◆ **INPUT RECORDS**:

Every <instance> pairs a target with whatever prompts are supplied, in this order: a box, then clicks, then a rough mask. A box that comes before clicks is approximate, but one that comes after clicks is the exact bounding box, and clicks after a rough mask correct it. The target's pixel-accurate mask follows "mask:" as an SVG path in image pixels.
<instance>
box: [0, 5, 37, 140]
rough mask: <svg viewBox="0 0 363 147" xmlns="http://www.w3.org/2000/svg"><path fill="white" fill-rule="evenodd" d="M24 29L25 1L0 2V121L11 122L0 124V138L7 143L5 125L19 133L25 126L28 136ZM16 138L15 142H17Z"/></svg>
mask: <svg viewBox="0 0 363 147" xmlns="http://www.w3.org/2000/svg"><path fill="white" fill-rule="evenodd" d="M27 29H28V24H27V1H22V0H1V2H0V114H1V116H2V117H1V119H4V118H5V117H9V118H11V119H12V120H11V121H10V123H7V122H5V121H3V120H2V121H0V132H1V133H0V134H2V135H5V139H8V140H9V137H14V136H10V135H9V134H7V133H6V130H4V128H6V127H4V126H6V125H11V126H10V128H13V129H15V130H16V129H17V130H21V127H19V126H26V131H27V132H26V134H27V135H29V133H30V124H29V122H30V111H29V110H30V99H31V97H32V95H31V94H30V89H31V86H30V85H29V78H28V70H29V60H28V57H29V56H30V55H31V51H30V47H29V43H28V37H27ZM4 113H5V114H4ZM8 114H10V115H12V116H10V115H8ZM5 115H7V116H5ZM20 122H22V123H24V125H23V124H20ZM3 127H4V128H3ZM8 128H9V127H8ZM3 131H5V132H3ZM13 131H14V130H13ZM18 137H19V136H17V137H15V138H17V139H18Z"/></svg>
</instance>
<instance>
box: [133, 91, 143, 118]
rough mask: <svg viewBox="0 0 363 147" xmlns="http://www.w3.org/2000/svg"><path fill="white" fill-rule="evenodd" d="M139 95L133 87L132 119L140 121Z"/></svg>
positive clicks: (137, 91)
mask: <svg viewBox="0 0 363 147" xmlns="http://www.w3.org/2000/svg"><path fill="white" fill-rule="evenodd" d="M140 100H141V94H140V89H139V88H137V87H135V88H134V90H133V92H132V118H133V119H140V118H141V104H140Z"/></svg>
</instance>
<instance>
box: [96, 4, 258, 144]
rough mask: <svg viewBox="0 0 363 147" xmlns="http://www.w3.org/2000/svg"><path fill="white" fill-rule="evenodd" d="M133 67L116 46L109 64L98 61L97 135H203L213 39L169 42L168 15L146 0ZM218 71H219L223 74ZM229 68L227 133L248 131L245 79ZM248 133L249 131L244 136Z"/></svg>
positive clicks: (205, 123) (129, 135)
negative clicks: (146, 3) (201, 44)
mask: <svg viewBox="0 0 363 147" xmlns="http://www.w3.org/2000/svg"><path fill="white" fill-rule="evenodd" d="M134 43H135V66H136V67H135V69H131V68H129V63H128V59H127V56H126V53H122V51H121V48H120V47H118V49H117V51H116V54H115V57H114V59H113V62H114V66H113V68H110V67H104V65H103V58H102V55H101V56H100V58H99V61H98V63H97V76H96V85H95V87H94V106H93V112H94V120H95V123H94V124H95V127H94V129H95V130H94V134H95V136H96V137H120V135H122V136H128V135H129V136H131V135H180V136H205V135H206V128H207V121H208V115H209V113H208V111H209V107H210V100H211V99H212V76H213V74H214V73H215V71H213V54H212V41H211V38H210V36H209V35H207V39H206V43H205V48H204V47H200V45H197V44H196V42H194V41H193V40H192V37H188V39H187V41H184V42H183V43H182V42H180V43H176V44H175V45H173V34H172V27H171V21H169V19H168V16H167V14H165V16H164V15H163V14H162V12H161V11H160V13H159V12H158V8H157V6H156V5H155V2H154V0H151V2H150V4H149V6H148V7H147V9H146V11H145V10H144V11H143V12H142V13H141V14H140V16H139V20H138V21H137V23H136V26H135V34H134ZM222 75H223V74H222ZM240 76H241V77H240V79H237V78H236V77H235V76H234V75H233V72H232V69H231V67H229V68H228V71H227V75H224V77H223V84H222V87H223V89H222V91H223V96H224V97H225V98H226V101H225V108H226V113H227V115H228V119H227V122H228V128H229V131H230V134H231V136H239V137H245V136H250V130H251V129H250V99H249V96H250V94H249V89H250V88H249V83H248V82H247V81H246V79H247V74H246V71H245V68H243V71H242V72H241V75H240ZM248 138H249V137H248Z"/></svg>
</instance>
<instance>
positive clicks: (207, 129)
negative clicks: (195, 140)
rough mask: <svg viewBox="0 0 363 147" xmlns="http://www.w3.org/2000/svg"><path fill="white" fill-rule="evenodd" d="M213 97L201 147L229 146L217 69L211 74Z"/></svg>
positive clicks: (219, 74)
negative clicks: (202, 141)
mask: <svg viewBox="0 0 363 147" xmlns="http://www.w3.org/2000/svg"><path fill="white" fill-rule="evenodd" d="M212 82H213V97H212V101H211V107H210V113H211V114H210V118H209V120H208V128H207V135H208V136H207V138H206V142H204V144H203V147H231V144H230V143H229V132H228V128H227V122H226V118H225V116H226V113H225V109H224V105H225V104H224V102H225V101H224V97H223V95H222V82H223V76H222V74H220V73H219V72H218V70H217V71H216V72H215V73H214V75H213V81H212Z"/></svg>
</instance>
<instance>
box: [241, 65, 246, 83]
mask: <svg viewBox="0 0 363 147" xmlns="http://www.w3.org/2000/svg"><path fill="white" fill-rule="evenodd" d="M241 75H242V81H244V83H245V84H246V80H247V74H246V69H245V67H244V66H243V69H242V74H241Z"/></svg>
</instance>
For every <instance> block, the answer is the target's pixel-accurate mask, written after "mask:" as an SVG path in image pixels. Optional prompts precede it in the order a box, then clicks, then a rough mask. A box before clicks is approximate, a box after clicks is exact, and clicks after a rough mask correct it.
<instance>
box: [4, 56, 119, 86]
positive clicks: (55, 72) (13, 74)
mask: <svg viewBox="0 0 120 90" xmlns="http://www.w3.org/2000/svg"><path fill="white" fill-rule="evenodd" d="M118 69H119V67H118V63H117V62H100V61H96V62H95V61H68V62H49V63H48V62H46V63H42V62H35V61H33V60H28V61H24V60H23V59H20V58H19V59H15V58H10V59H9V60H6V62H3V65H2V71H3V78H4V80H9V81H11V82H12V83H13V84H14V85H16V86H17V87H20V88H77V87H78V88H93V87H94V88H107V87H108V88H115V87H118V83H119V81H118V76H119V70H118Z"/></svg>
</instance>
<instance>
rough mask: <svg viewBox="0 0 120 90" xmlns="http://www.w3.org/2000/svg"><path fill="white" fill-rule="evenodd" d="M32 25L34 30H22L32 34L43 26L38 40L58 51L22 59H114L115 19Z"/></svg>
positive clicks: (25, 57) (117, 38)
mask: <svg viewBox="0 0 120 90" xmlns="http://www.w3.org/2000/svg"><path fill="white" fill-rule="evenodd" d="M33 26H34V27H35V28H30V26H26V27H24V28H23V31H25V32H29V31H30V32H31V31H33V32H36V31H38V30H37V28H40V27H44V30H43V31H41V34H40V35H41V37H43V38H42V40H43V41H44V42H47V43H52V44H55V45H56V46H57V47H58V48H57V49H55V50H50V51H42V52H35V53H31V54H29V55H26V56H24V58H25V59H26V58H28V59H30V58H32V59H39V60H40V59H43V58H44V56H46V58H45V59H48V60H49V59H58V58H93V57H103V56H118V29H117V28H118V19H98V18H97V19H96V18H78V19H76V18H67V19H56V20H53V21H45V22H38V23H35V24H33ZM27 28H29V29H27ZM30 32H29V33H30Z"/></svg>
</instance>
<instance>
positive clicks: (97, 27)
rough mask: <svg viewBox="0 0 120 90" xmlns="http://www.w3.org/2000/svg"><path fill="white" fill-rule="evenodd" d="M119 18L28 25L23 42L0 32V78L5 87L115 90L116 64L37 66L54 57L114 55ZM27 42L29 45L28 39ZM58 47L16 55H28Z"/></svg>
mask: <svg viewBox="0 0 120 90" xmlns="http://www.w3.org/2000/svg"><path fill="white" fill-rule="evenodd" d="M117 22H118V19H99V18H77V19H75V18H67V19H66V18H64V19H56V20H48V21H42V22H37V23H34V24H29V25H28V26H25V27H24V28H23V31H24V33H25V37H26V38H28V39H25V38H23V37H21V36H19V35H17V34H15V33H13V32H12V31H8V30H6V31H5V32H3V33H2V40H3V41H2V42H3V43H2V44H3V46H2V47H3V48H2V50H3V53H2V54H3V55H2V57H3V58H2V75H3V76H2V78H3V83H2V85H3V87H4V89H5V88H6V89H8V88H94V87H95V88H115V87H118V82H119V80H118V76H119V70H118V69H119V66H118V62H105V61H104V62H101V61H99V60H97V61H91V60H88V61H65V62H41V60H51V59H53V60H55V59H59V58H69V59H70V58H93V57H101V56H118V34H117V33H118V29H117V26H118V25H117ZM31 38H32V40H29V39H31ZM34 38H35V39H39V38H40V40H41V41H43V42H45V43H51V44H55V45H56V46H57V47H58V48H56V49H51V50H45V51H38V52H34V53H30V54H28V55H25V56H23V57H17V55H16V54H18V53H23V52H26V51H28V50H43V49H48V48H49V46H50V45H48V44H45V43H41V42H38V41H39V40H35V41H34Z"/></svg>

◆ **DIRECTIONS FOR THIS TASK**:
Search the data above for the word "correct" and show every line that has it.

◆ **ANSWER FOR THIS EXERCISE**:
Every <instance> pairs a target with whatever prompts are supplied, in this order: a box, then clicks, then a rough mask. A box that comes before clicks is approximate, but one that comes after clicks is the exact bounding box, and clicks after a rough mask correct it. The target's pixel-accurate mask follows "mask:" as an SVG path in image pixels.
For every <instance> block, the answer is the target's pixel-accurate mask, written after "mask:" as an SVG path in image pixels. Optional prompts precede it in the order a box, then clicks, then a rough mask. A box before clicks is approximate, a box after clicks is exact, and clicks after a rough mask correct it.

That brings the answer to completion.